> **Records excerpted from a collection**

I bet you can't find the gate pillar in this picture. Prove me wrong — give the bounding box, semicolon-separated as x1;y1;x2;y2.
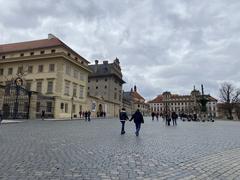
0;86;5;110
29;93;37;119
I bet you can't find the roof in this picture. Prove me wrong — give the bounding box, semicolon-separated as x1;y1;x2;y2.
89;61;125;83
131;91;145;101
0;38;64;53
148;95;163;103
0;35;89;63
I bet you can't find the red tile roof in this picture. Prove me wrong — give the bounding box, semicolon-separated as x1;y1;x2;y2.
148;95;163;103
131;91;145;101
0;38;62;53
0;36;89;63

> **Objective**
Put every line of the data above into a numbered list, leaving out blank lines and the pictures.

> **The response**
1. I bet you can't find the gate pillar in this picture. Prove me wrong — give the bounding box, semicolon-separated as x1;y1;x2;y2.
2. 0;86;5;110
3. 29;93;37;119
4. I bet you can't find the roof in this picture. Prove me wrong — give the bounding box, semicolon-separated as x1;y1;x2;y2.
5. 89;61;125;83
6. 131;91;145;101
7. 0;38;64;53
8. 148;95;163;103
9. 0;35;89;63
10. I bet you can't find the red tile roof in this picture. Prove me wrong — give the bounding box, semicolon-separated as x1;y1;x2;y2.
11. 148;95;163;103
12. 131;91;145;101
13. 0;38;62;53
14. 0;36;89;63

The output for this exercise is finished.